BetaGeoModel#

class pymc_marketing.clv.models.beta_geo.BetaGeoModel(data, model_config=None, sampler_config=None)[source]#

Beta-Geo Negative Binomial Distribution (BG/NBD) model

In the BG/NBD model, the frequency of customer purchases is modelled as the time of each purchase has an instantaneous probability of occurrence (hazard) and, at every purchase, a probability of “dropout”, i.e. no longer being a customer.

Customer-specific data needed for statistical inference include 1) the total number of purchases (\(x\)) and 2) the time of the last, i.e. xth, purchase. The omission of purchase times \(t_1, ..., t_x\) is due to a telescoping sum in the exponential function of the joint likelihood; see Section 4.1 of [1] for more details.

Methods below are adapted from the BetaGeoFitter class from the lifetimes package (see CamDavidsonPilon/lifetimes).

Parameters:
  • data (pd.DataFrame) –

    DataFrame containing the following columns:
    • frequency: number of repeat purchases (with possible values 0, 1, 2, …)

    • recency: time between the first and the last purchase (with possible values 0, 1, 2, …)

    • T: time between the first purchase and the end of the observation

      period (with possible values 0, 1, 2, …)

    • customer_id: unique customer identifier

  • model_config (dict, optional) – Dictionary of model prior parameters. If not provided, the model will use default priors specified in the default_model_config class attribute.

  • sampler_config (dict, optional) – Dictionary of sampler parameters. Defaults to None.

Examples

BG/NBD model for customer

import pandas as pd

import pymc as pm
from pymc_marketing.clv import BetaGeoModel

data = pd.DataFrame({
    "frequency": [4, 0, 6, 3],
    "recency": [30.73, 1.72, 0., 0.],
    "T": [38.86, 38.86, 38.86, 38.86],
})

REQUIRED WORK =>
A - Can you rewrite the paragraph of the BetaGeoModel documentation that begins "Customer-specific data needed" as a short list that keeps its main facts?
B - In the BetaGeoModel documentation, what does the recency column measure?
C - Resume the BetaGeoModel documentation after its last line.

PROVIDED INFORMATION =>

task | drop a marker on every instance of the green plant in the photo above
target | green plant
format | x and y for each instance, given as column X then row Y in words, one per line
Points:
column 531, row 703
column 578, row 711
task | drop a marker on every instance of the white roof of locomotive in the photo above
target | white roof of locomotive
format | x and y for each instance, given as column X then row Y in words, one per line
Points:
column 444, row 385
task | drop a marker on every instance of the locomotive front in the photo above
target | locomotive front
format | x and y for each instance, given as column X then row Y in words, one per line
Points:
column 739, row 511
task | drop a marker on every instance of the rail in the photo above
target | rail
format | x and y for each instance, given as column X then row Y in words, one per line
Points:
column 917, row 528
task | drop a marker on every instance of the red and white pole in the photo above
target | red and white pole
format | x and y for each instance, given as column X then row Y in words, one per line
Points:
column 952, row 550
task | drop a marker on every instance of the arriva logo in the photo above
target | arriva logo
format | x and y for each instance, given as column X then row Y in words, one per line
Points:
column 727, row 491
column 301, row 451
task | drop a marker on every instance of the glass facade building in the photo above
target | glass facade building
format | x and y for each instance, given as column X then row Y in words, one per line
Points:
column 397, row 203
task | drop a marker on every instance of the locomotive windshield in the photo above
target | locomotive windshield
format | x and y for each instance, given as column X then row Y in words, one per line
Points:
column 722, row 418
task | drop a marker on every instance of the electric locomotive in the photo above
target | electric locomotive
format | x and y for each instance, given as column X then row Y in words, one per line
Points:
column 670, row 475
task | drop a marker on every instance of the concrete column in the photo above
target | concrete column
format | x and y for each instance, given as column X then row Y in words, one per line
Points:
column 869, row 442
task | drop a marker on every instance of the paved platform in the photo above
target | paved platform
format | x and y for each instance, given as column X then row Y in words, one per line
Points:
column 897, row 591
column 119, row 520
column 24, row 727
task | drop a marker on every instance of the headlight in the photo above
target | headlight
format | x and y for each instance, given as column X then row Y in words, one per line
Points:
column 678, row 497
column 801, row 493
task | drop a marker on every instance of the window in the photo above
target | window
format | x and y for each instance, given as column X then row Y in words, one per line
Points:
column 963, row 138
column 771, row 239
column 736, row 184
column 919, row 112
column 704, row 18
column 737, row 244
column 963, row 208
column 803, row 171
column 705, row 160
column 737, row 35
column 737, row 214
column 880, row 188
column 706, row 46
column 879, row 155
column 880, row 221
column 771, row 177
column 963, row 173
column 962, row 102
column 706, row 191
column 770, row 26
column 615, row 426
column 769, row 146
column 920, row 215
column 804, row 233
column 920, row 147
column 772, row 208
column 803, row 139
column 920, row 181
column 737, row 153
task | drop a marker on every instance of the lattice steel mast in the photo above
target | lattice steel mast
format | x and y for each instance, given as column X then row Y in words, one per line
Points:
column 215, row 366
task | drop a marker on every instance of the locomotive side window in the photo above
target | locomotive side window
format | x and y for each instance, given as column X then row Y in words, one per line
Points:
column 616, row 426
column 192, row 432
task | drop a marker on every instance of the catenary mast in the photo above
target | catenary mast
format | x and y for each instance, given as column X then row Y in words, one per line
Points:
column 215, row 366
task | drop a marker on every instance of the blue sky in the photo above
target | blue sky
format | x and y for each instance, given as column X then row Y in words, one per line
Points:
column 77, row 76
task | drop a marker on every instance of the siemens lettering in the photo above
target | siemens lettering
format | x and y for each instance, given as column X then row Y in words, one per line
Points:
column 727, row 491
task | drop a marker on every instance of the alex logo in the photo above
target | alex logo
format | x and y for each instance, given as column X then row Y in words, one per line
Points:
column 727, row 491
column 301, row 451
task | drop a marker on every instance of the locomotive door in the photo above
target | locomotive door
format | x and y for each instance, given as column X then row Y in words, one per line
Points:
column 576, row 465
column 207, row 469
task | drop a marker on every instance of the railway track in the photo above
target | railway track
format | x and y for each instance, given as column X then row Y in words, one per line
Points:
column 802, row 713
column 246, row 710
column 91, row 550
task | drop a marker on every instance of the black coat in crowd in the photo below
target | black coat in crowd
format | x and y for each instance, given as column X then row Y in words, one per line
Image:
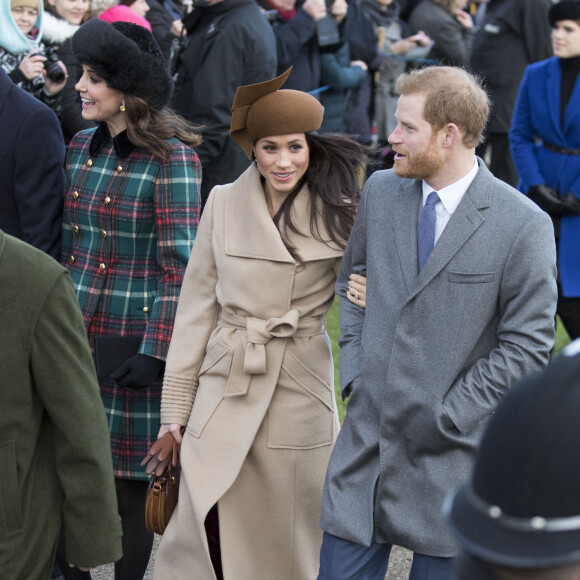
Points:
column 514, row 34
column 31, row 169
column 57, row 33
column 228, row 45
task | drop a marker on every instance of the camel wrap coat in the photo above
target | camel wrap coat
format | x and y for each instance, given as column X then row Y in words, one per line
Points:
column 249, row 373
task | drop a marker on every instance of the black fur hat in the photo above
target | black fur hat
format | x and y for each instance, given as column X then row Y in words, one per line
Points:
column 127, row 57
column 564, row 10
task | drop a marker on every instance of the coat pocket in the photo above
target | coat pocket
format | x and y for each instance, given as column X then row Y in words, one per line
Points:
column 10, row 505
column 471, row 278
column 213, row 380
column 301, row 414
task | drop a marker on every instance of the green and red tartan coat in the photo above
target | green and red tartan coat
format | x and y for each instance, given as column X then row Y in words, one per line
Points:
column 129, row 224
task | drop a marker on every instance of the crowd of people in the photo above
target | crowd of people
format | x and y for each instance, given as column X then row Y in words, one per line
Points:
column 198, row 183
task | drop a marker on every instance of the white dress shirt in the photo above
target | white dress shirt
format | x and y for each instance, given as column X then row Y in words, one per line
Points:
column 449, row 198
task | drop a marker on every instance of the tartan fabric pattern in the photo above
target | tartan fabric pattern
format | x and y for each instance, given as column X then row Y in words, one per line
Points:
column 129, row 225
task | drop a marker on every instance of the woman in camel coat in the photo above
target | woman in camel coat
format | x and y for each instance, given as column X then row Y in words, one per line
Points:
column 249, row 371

--

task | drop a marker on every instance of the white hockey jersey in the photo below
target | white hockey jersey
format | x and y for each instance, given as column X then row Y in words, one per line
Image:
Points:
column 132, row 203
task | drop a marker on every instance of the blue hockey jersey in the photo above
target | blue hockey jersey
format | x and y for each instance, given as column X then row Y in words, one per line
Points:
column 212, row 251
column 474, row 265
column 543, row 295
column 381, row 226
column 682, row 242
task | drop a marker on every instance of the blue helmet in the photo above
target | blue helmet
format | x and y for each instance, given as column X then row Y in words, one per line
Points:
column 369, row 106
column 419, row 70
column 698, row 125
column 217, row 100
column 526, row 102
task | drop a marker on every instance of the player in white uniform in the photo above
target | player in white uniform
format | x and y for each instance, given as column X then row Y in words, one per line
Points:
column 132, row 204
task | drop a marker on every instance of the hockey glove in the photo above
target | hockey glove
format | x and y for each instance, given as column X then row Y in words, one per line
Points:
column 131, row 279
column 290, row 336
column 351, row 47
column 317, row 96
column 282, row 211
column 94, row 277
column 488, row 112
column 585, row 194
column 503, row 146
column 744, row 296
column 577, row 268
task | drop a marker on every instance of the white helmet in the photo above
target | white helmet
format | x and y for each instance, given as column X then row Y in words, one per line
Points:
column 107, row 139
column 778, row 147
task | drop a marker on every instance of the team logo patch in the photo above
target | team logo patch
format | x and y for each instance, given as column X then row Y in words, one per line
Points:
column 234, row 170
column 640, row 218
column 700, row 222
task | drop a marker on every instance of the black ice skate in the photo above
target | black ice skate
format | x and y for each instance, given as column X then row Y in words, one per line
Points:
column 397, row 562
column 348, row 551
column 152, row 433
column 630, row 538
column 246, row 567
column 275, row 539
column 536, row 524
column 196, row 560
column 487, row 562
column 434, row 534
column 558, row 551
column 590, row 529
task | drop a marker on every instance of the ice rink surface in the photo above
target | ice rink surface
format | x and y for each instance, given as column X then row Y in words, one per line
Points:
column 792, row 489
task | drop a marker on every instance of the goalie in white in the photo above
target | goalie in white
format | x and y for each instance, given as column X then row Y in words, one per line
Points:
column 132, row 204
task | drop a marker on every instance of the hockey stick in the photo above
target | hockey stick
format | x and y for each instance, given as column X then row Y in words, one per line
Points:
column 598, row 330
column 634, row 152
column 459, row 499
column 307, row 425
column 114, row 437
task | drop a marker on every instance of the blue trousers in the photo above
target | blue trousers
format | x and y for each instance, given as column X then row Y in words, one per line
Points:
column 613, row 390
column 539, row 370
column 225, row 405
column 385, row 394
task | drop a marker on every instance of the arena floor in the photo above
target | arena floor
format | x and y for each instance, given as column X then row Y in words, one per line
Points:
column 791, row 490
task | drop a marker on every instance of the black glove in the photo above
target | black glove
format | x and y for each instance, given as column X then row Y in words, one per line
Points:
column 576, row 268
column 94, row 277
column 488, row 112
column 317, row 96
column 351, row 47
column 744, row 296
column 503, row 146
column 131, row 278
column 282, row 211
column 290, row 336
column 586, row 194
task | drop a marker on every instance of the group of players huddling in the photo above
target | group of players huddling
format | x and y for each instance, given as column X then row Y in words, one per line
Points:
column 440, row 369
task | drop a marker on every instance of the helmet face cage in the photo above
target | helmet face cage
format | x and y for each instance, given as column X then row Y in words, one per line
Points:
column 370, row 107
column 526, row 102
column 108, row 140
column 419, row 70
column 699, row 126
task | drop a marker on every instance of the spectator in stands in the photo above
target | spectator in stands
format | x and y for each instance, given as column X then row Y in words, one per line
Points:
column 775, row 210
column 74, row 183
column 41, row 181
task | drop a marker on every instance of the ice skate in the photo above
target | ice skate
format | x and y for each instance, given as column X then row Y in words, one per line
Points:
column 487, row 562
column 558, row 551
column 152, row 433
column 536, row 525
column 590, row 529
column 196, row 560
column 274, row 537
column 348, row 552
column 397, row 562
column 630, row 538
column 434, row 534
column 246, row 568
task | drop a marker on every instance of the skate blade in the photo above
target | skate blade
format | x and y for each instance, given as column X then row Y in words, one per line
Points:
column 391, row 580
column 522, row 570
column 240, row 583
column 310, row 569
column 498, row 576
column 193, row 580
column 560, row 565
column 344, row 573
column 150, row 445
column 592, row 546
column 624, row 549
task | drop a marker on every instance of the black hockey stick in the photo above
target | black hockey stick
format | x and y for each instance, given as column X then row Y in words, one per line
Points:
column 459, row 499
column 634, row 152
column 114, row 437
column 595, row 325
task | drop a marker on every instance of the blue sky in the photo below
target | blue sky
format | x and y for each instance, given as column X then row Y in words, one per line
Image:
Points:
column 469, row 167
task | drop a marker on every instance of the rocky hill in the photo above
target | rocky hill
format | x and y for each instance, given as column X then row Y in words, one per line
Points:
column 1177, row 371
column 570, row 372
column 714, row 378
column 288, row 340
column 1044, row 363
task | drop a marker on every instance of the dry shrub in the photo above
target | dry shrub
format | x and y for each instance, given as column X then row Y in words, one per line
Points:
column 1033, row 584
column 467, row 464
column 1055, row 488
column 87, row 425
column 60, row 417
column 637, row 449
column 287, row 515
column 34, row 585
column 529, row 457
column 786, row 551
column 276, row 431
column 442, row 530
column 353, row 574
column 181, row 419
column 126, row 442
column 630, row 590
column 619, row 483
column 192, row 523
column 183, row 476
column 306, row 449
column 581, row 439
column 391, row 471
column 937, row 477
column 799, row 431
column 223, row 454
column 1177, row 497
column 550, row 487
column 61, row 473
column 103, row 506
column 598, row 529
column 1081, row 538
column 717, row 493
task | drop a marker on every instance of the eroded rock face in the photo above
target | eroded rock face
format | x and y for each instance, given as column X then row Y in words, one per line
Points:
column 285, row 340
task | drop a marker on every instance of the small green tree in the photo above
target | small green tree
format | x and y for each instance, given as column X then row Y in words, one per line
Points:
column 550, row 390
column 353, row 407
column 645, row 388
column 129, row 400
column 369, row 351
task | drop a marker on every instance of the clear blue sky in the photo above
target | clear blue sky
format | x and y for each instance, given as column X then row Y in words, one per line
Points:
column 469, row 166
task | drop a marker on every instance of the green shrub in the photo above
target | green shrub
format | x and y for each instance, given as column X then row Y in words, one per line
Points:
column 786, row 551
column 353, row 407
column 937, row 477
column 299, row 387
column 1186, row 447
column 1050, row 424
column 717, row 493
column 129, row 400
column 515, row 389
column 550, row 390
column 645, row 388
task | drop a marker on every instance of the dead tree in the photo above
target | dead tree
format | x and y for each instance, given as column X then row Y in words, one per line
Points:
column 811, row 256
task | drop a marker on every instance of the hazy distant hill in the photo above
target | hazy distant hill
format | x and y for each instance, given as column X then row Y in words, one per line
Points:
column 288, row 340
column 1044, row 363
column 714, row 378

EXERCISE RESPONSES =>
A -
- Data needed per customer for inference: the total number of purchases (x) and the time of the last (xth) purchase.
- Individual purchase times t_1, ..., t_x are not needed because of a telescoping sum in the exponential function of the joint likelihood (Section 4.1 of [1]).

B - The time between the first and the last purchase.

C -
data["customer_id"] = data.index

prior_distribution = {"dist": "Gamma", "kwargs": {"alpha": 0.1, "beta": 0.1}}
model = BetaGeoModel(
    data=data,
    model_config={
        "r_prior": prior_distribution,
        "alpha_prior": prior_distribution,
        "a_prior": prior_distribution,
        "b_prior": prior_distribution,
    },
    sampler_config={
        "draws": 1000,
        "tune": 1000,
        "chains": 2,
        "cores": 2,
    },
)
model.build_model()
model.fit()
print(model.fit_summary())

# Estimating the expected number of purchases for a randomly chosen
# individual in a future time period of length t
expected_num_purchases = model.expected_num_purchases(
    t=[2, 5, 7, 10],
)

# Predicting the customer-specific number of purchases for a future
# time interval of length t given their previous frequency and recency
expected_num_purchases_new_customer = model.expected_num_purchases_new_customer(
    t=[5, 5, 5, 5],
    frequency=[5, 2, 1, 8],
    recency=[7, 4, 2.5, 11],
    T=[10, 8, 10, 22],
)

References

Methods

BetaGeoModel.__init__(data[, model_config, ...])

Initializes model configuration and sampler configuration for the model

BetaGeoModel.build_model()

Creates an instance of pm.Model based on provided data and model_config, and attaches it to self.

BetaGeoModel.distribution_new_customer_dropout([...])

Sample the Beta distribution for the population-level dropout rate.

BetaGeoModel.distribution_new_customer_purchase_rate([...])

Sample the Gamma distribution for the population-level purchase rate.

BetaGeoModel.expected_num_purchases(...)

Given a purchase history/profile of \(x\) and \(t_x\) for an individual customer, this method returns the expected number of future purchases in the next time interval of length \(t\), i.e. \((T, T + t]\).

BetaGeoModel.expected_num_purchases_new_customer(t)

Posterior expected number of purchases for any interval of length \(t\).

BetaGeoModel.expected_probability_alive(...)

Posterior expected value of the probability of being alive at time T.

BetaGeoModel.fit([fit_method])

Infer model posterior

BetaGeoModel.fit_summary(**kwargs)

BetaGeoModel.get_params([deep])

Get all the model parameters needed to instantiate a copy of the model, not including training data.

BetaGeoModel.load(fname)

Creates a ModelBuilder instance from a file, Loads inference data for the model.

BetaGeoModel.predict(X_pred[, extend_idata])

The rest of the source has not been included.